19ª Objeción.-- Llama la atención que en ese canon de provechosidad para el bien común no figure para nada una cláusula de democracia. Hay que entender, pues, que, según el autor, resulta irrelevante la democraticidad del sistema político-jurídico para determinar en qué medida es provechoso para el bien común. De lo cual se sigue que puede haber democracias que no merezcan acatamiento y no-democracias --o sea dictaduras-- que sí posean legitimidad.
Respuesta.-- Si la democracia fuera una condicion de legitimidad, habría que deducir que, a lo largo de los seis mil años de historia, se imponían el desacato y la desobediencia casi siempre; o prácticamente siempre hasta entrado el siglo XX. Las que llamamos «democracias» de la antigüedad eran sistemas sin apenas similitud alguna con las modernas democracias representativas. Éstas ¿preexisten al sufragio universal? Y, si exigimos que haya sufragio femenino, tendremos que excluir, hasta después de la II guerra mundial, a la mayoría de los países usualmente juzgados democráticos. De todos modos, además de que las credenciales de democraticidad son mucho menores de lo que proclaman sus ensalzadores, comoquiera que el valor de la democracia sea instrumental, el juicio de legitimidad ha de versar sobre lo producido con el instrumento, siendo indiferente cuál sea éste; indiferente --precisémoslo-- desde la temática abordada en este ensayo, que se mantiene estrictamente en el terreno de la filosofía jurídica --dejando al margen las cuestiones de filosofía política.

- DATOS DEL LISTADO
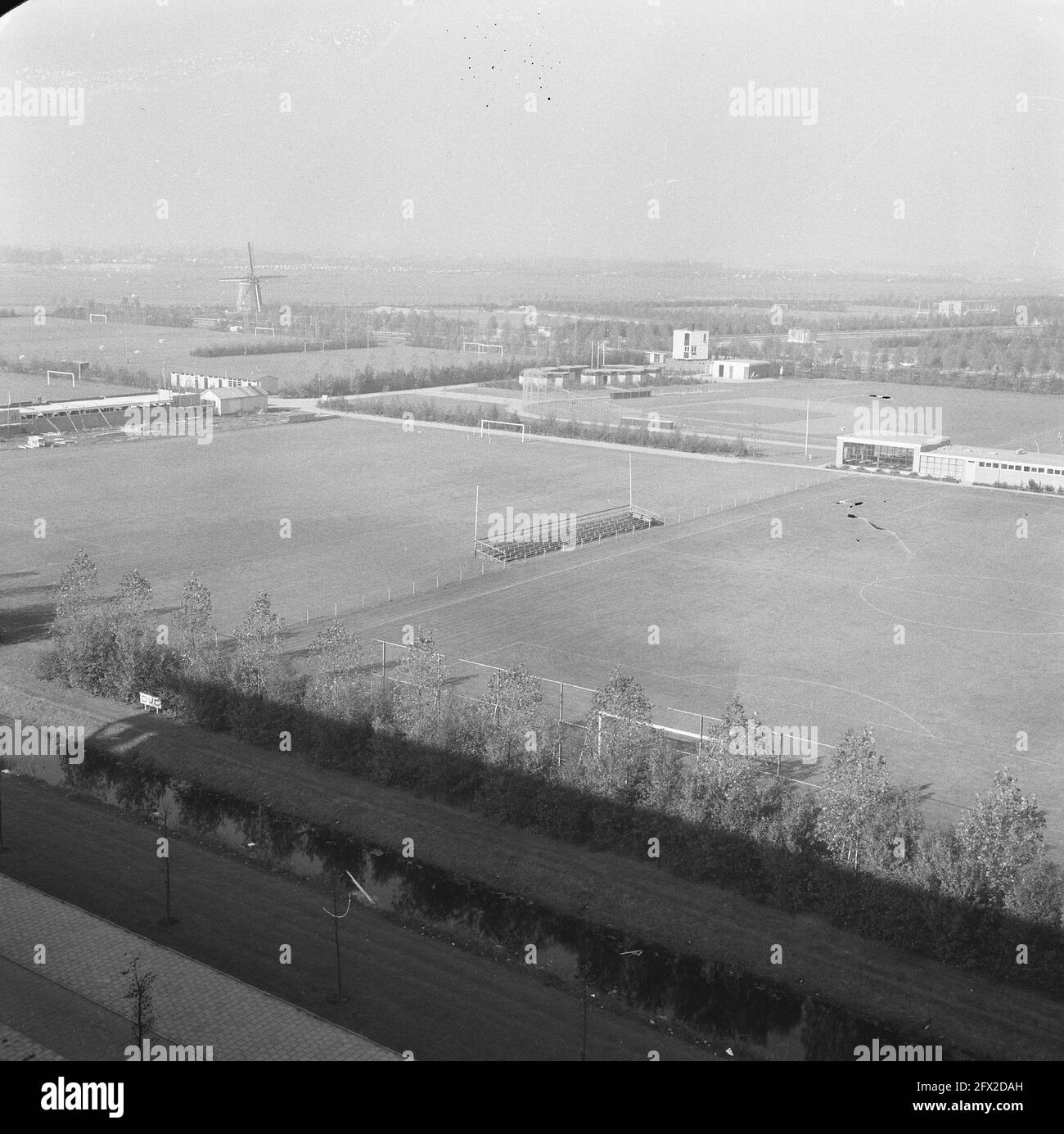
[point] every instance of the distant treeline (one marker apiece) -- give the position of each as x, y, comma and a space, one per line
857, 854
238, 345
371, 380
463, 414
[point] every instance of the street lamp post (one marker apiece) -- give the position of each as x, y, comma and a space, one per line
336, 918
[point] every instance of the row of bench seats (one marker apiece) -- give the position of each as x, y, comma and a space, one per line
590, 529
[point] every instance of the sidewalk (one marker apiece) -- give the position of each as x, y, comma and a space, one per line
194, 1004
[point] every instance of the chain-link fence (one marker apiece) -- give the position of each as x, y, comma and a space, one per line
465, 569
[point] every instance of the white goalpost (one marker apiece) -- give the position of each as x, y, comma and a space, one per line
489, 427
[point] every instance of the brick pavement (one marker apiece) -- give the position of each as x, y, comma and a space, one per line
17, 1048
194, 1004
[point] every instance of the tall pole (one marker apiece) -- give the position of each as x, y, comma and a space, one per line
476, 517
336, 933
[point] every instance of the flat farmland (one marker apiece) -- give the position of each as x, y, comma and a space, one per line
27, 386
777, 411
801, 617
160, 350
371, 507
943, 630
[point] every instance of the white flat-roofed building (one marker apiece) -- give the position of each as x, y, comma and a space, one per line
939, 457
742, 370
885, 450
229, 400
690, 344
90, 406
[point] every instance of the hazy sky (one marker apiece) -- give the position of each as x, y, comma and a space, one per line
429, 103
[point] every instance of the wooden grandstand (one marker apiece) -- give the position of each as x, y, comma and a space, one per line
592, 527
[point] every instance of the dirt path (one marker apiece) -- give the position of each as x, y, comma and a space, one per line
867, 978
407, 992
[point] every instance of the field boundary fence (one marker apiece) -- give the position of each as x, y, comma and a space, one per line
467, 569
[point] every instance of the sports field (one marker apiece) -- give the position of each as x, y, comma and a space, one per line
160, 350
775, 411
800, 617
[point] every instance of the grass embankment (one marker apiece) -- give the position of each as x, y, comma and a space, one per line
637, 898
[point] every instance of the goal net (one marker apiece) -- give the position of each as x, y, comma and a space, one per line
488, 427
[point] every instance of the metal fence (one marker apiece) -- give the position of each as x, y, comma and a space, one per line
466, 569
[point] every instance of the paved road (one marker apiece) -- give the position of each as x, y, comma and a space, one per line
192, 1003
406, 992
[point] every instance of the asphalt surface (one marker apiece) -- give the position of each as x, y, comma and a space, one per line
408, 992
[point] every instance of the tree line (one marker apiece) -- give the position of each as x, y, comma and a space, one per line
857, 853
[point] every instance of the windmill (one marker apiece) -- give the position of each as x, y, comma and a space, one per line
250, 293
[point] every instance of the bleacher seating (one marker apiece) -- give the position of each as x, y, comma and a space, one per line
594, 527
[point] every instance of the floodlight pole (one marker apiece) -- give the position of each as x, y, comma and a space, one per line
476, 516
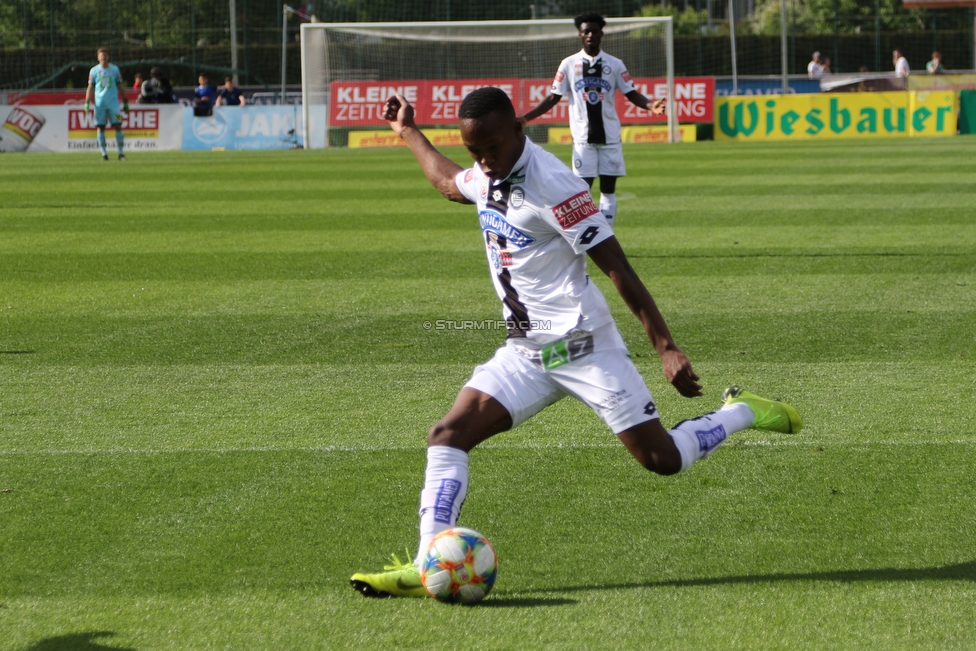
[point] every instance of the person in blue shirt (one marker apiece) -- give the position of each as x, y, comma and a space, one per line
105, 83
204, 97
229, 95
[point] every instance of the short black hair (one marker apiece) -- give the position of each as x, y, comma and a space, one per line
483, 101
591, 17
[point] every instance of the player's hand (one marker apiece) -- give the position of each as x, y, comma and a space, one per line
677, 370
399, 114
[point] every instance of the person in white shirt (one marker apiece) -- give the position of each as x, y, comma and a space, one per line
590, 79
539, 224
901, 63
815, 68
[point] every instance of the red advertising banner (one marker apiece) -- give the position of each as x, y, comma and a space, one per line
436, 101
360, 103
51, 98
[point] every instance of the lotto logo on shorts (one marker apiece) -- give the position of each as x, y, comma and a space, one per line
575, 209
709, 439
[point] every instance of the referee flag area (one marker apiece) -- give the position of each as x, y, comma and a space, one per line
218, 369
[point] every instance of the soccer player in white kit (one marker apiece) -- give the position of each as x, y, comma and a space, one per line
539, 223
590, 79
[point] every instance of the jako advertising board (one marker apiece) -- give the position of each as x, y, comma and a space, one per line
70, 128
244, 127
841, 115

- CONJUNTO DE TAREAS
[A] Responde a estas preguntas sobre el pasaje:
(i) Según la objeción, ¿qué cláusula no figura en el canon de provechosidad para el bien común?
(ii) ¿Cuántos años de historia menciona la respuesta?
(iii) Si se exige sufragio femenino, ¿hasta después de qué acontecimiento habría que excluir a la mayoría de los países juzgados democráticos?
[B] Muestra cada línea del listado en la que aparezca la palabra "pole".
El pasaje y el listado no guardan relación entre sí.

- RESPUESTAS
[A]
(i) Una cláusula de democracia.
(ii) Seis mil años.
(iii) La II guerra mundial.

[B]
[point] every instance of the tall pole (one marker apiece) -- give the position of each as x, y, comma and a space, one per line
[point] every instance of the floodlight pole (one marker apiece) -- give the position of each as x, y, comma and a space, one per line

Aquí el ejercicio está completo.